Convert everything in the listing from the line containing "Can you see the snow on" down to the end of the listing into a JSON list of strings, one string per line, leaving out blank lines.

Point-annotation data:

## Start

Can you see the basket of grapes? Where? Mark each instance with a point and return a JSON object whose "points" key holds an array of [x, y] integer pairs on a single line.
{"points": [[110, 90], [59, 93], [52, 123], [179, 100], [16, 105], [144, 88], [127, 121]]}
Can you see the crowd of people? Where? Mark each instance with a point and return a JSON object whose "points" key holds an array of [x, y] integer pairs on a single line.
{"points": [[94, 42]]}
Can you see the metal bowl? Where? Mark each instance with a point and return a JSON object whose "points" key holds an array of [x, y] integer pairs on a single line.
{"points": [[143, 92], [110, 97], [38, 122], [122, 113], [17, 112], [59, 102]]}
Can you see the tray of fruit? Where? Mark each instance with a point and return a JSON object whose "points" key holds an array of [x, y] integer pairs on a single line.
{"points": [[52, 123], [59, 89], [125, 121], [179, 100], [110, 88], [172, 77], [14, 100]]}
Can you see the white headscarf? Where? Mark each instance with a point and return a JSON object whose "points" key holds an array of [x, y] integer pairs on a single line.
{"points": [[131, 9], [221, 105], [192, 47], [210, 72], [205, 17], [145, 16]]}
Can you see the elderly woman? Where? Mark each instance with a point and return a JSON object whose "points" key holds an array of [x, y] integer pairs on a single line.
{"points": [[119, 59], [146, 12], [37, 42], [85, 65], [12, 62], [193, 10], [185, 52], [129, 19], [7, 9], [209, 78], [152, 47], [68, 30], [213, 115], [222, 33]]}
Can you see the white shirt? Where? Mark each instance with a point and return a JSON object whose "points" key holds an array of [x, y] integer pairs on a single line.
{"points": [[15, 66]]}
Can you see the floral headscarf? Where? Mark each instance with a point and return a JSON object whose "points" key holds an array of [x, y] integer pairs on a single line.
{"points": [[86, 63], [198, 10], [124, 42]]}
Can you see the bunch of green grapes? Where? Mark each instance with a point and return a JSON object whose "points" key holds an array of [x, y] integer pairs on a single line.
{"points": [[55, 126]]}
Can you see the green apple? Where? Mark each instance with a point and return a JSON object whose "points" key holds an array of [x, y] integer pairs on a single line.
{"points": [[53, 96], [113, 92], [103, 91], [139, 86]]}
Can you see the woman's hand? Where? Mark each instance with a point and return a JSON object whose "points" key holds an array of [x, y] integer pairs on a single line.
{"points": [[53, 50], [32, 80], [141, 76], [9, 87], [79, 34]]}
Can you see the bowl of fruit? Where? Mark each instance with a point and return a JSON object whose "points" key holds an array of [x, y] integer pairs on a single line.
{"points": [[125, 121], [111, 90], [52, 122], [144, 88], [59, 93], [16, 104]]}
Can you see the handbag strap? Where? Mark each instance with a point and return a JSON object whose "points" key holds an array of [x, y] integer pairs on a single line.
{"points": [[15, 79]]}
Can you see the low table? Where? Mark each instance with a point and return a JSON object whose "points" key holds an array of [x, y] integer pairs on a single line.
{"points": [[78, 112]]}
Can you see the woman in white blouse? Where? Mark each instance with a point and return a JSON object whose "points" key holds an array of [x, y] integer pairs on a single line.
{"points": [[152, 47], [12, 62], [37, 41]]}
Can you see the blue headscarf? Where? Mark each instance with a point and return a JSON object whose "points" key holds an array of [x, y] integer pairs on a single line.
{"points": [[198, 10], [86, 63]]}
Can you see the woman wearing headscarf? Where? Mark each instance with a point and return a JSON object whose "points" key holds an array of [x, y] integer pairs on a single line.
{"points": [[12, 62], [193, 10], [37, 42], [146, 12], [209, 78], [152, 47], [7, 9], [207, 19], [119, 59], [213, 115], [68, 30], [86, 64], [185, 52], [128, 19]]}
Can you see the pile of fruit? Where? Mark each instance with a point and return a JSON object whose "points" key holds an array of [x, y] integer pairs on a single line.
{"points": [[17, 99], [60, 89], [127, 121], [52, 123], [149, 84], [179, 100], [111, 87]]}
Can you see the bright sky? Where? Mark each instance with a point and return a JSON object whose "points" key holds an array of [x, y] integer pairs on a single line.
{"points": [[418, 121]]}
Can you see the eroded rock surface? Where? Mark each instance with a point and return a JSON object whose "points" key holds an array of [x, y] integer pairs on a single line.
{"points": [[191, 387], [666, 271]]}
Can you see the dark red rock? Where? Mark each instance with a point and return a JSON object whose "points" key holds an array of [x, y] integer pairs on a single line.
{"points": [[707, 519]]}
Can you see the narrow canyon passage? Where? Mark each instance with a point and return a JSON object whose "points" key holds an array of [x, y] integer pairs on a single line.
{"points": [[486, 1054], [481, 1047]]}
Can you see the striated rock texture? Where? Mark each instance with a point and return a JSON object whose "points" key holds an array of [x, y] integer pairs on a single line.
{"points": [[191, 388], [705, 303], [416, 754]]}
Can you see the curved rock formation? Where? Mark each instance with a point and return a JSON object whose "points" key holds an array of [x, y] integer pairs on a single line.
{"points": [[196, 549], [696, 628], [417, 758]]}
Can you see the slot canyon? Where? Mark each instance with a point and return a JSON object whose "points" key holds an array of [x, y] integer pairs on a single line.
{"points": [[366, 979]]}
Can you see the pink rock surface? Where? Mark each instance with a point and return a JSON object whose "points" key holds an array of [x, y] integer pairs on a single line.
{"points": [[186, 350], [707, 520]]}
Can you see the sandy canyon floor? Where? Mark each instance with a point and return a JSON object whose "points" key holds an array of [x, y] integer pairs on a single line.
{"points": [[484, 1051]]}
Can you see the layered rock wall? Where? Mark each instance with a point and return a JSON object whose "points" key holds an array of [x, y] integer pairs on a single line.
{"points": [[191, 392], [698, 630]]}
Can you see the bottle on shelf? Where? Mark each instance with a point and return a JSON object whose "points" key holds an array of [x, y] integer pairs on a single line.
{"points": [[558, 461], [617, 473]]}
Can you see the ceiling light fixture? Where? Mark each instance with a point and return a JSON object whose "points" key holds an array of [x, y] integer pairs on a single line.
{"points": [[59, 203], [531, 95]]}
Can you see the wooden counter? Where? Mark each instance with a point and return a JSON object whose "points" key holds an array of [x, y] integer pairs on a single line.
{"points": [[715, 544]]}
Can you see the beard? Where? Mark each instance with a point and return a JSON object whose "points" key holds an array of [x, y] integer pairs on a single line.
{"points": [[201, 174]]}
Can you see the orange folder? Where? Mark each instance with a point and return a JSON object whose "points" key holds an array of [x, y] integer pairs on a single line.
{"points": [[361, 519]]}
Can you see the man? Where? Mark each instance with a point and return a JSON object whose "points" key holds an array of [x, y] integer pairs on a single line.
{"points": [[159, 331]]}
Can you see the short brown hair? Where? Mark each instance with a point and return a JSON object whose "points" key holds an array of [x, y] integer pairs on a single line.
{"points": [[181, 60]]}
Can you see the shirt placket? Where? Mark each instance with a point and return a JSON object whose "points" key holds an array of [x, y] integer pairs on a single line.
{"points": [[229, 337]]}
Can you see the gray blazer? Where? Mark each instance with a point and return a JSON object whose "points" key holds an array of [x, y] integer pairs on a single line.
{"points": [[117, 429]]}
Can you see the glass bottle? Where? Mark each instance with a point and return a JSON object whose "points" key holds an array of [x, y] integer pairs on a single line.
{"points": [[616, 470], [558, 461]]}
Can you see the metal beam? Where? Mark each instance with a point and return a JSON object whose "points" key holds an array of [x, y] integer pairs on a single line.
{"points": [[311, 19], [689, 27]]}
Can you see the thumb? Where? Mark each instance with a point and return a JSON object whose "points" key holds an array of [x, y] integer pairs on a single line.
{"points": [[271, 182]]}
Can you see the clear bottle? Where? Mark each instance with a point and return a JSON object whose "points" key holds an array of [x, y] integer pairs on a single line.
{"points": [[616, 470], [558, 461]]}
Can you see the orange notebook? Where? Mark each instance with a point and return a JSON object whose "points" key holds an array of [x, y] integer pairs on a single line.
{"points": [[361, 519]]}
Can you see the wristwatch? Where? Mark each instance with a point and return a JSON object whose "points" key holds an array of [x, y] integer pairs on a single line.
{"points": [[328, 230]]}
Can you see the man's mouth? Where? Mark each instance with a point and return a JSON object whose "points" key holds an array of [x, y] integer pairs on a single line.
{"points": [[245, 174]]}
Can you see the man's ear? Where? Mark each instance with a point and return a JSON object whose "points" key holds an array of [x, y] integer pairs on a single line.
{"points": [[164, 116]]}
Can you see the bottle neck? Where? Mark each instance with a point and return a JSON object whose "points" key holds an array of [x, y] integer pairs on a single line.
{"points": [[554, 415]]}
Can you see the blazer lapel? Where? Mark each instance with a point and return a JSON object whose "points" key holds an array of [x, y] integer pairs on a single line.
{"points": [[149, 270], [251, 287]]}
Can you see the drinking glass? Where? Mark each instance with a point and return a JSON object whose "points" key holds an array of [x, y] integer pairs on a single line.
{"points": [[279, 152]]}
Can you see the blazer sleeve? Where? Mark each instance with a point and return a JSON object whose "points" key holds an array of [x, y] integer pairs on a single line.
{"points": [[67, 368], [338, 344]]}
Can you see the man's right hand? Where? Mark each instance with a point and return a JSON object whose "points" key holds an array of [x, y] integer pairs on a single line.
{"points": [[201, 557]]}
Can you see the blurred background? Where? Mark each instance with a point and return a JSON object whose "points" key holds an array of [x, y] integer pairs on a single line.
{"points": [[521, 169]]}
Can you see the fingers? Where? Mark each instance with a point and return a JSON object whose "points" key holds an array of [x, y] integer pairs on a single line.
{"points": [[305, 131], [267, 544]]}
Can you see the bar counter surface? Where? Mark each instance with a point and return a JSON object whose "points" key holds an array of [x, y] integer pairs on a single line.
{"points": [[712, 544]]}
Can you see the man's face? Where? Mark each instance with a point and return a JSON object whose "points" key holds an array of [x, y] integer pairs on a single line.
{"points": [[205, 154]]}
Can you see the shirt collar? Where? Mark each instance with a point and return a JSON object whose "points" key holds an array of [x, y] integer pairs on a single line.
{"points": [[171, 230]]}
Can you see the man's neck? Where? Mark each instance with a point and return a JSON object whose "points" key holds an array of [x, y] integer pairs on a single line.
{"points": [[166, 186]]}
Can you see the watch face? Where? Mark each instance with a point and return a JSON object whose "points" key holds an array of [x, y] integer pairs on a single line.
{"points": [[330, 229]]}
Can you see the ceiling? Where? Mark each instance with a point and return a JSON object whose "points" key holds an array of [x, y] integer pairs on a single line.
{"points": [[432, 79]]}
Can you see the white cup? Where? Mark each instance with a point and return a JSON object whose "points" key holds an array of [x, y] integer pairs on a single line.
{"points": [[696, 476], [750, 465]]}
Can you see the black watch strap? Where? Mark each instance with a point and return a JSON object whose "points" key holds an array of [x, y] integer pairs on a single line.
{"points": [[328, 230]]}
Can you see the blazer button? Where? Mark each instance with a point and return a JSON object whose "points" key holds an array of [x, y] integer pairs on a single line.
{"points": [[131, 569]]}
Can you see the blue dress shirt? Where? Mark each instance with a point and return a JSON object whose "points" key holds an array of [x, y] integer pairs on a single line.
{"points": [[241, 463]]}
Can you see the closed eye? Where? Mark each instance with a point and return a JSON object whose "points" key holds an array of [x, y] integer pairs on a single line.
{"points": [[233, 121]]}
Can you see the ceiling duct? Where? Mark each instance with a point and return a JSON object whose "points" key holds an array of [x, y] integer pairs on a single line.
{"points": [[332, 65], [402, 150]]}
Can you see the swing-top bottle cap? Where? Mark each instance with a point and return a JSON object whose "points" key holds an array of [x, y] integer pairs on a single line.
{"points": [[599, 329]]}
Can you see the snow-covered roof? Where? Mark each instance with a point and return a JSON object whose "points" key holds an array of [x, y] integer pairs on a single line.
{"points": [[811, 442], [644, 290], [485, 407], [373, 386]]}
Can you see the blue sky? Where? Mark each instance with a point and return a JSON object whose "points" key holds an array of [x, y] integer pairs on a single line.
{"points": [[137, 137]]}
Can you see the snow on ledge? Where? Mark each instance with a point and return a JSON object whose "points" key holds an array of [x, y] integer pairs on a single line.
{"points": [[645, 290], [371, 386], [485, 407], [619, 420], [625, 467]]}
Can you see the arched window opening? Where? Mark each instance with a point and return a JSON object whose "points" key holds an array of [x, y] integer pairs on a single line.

## End

**TASK SOLUTION**
[
  "Can you see the snow on ledge? Where? Mark each instance with a point and return a JSON object whose \"points\" key holds an array of [x, y] integer pairs on a single line.",
  "{\"points\": [[645, 290], [371, 386], [485, 407], [619, 420], [625, 467]]}",
  "Can you see the arched window opening? Where? Mark each instance with a point and return a JSON object whose \"points\" key holds an array of [x, y] integer pairs on a single line."
]